Excerpt:

# Let's see your PRETTY aluminum lights!



## fyrstormer (May 28, 2010)

So there are a few stainless threads and brass threads and titanium threads out there, but I don't see any threads focusing on aluminum lights. No doubt that's because the vast majority of lights worth paying for are made of aluminum, so it's not really all that special. But design counts for a lot, so let's see the aluminum lights you bought _because you thought they looked cool_, as opposed to because they were cheap and bright.


----------



## fyrstormer (May 28, 2010)

Here are some of mine:

PhotonFanatic Tasklight Two, nickel-plated:











The McGizmonster, bead-blasted/nickel-plated/anodized:










McGizmo Aleph Mule, nickel-plated:





Peak McKinley, anodized: (yes, believe it or not I bought this because I thought it was pretty )










Arc6 and Nitecore EX10, anodized: (admittedly I also like the functionality, but they're still pretty to me)


----------



## ninemm (May 28, 2010)

I've got a raw aluminum Peak single red led. I have no real use for it, I just think it's pretty. And I know it must be at least somewhat attractive because when I mentioned selling it my fiance vetoed that idea post haste. :laughing: 

I'll polish it up and take pics either today or tomorrow. Good idea fyrstormer!

Data rows:
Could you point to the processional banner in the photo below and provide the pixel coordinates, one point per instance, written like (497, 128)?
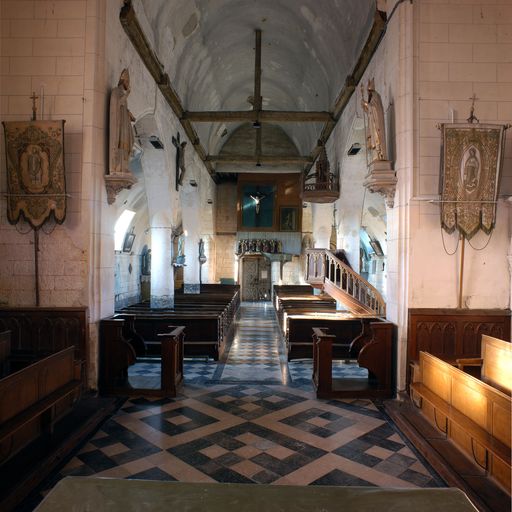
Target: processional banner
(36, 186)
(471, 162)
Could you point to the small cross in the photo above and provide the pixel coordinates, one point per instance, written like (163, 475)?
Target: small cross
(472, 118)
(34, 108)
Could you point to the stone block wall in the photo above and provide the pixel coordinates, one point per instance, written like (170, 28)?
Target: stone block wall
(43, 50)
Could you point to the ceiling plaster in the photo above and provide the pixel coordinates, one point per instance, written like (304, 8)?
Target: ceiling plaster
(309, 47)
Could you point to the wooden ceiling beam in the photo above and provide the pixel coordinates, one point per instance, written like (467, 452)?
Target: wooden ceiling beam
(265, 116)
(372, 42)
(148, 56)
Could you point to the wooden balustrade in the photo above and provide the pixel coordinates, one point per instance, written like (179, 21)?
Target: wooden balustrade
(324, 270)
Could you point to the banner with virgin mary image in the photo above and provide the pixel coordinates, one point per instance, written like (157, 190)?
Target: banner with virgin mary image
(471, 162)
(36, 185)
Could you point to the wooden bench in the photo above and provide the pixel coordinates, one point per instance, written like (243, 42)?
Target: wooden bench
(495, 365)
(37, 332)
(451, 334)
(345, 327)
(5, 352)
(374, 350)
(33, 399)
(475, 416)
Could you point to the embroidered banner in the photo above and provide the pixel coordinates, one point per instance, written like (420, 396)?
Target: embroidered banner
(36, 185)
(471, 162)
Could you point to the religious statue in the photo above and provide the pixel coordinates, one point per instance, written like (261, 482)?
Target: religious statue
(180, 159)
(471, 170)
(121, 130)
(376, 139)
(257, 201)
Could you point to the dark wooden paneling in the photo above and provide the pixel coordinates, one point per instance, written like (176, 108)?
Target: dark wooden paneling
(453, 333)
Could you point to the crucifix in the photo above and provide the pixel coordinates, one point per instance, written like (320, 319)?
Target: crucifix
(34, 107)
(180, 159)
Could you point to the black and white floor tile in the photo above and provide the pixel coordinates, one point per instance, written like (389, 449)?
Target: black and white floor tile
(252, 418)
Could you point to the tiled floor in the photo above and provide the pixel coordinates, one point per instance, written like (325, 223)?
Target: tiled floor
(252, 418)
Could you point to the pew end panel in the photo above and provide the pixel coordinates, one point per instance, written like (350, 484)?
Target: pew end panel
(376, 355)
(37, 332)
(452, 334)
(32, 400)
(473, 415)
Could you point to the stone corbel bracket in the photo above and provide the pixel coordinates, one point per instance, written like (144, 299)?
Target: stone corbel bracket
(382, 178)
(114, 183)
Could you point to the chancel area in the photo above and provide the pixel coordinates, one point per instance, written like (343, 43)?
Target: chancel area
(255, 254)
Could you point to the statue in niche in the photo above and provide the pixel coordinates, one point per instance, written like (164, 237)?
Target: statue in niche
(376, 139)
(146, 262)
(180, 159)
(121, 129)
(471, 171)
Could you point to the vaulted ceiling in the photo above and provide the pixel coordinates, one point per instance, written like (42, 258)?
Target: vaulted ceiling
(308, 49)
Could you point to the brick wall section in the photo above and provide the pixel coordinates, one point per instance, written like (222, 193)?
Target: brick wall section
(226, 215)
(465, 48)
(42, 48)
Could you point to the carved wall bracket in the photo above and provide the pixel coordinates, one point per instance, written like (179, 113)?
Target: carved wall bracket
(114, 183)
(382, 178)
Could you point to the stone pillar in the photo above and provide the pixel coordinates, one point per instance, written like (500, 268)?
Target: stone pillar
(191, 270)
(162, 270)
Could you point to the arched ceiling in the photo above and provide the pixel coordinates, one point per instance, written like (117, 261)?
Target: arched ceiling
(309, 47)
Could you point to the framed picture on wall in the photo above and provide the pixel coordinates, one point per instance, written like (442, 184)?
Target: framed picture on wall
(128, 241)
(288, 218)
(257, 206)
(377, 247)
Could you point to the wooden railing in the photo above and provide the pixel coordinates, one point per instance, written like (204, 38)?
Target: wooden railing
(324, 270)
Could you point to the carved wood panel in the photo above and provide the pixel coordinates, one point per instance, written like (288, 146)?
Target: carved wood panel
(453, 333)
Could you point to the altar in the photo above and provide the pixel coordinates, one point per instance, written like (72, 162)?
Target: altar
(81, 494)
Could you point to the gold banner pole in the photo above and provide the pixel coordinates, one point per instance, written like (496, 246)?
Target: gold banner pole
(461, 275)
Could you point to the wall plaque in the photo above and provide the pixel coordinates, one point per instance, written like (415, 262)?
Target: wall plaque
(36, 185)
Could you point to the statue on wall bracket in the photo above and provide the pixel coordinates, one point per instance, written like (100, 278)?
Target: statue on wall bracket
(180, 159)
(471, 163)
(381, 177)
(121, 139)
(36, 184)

Stated problem 1:
Do these statements agree with the aluminum lights thread above the entries? (a) The Peak McKinley was bought because its owner thought it was pretty. (b) The McGizmo Aleph Mule shown is anodized. (c) ninemm's fiance approved of selling the raw aluminum Peak. Answer yes or no for each, quoting the words of the thread that decide it.
Stated problem 2:
Could you carry the aluminum lights thread on from its last post?

Expected answer 1:
(a) Yes: "yes, believe it or not I bought this because I thought it was pretty"
(b) No: "McGizmo Aleph Mule, nickel-plated:"
(c) No: "when I mentioned selling it my fiance vetoed that idea post haste"

Expected answer 2:
----------



## fyrstormer (May 28, 2010)

Wow, your fiancee told you NOT to sell your useless toy? You'd better already have a ring on that one -- and a barcode, and a GPS, and and and and... 

(btw...fiance is male, fiancee is female. I'm not judging though. )


----------



## ninemm (May 28, 2010)

fyrstormer said:


> Wow, your fiancee told you NOT to sell your useless toy? You'd better already have a ring on that one -- and a barcode, and a GPS, and and and and...
> 
> *(btw...fiance is male, fiancee is female. I'm not judging though. )*



Really!  Well my fianceeee (extra e's for emphasis) is pretty awesome. No GPS chip yet. Though I could maybe sneak one in the E01 she has on her keys. 

Her: "What are you doing with my flashlight?"
Me: "Oh nothing dear, just um er... trying to figure out how it works *solder solder* hehe :devil: 

I didn't realize we could list any alum lights. I'll take some new pics of my swissbianco Nitecores too. :thumbsup:

*EDIT:* That McGizmonster is sick! Can I have it?


----------



## fyrstormer (May 28, 2010)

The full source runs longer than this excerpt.